• What to work on
Copy every item below word for word, leaving out the pictures.

• Records for processing
**********

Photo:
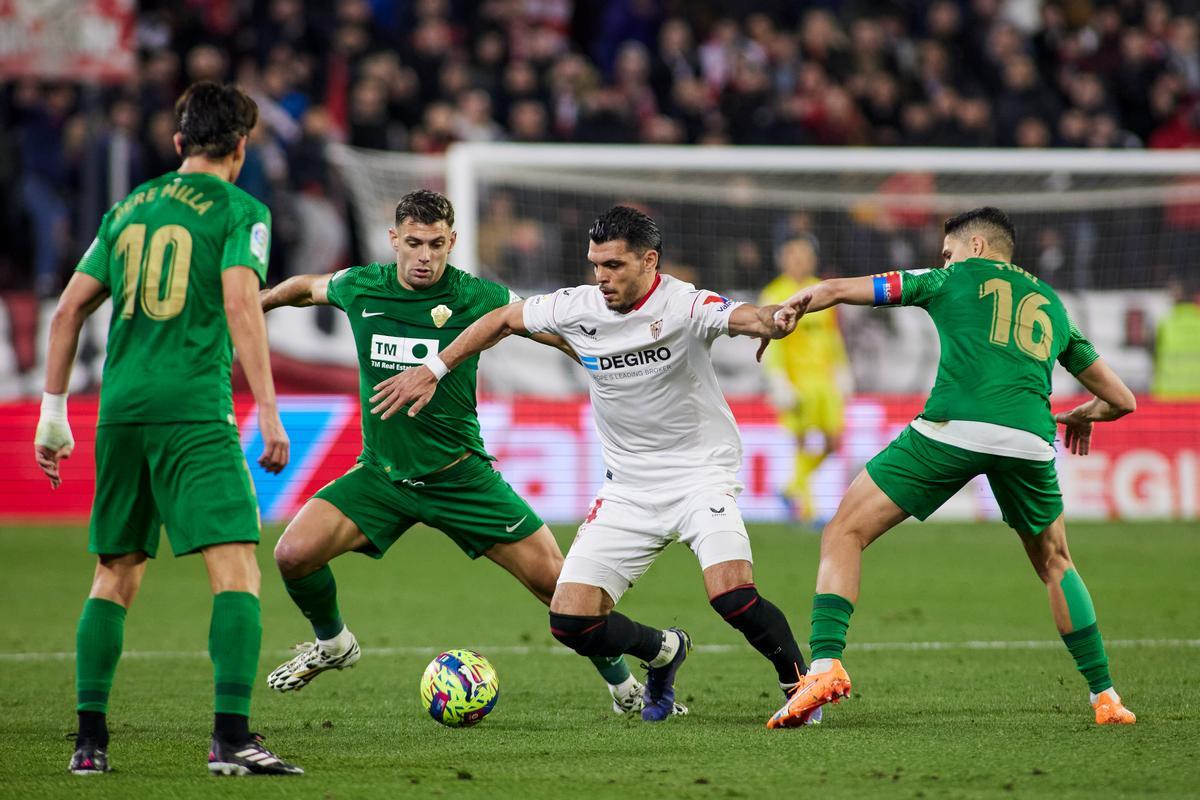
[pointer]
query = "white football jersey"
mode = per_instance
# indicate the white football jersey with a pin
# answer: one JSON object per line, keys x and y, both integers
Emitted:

**********

• Result
Photo:
[pointer]
query = "white football jersey"
mode = per_instance
# indicate the white football jersey with a pin
# answer: one JSON object per line, keys x and y, both integers
Emitted:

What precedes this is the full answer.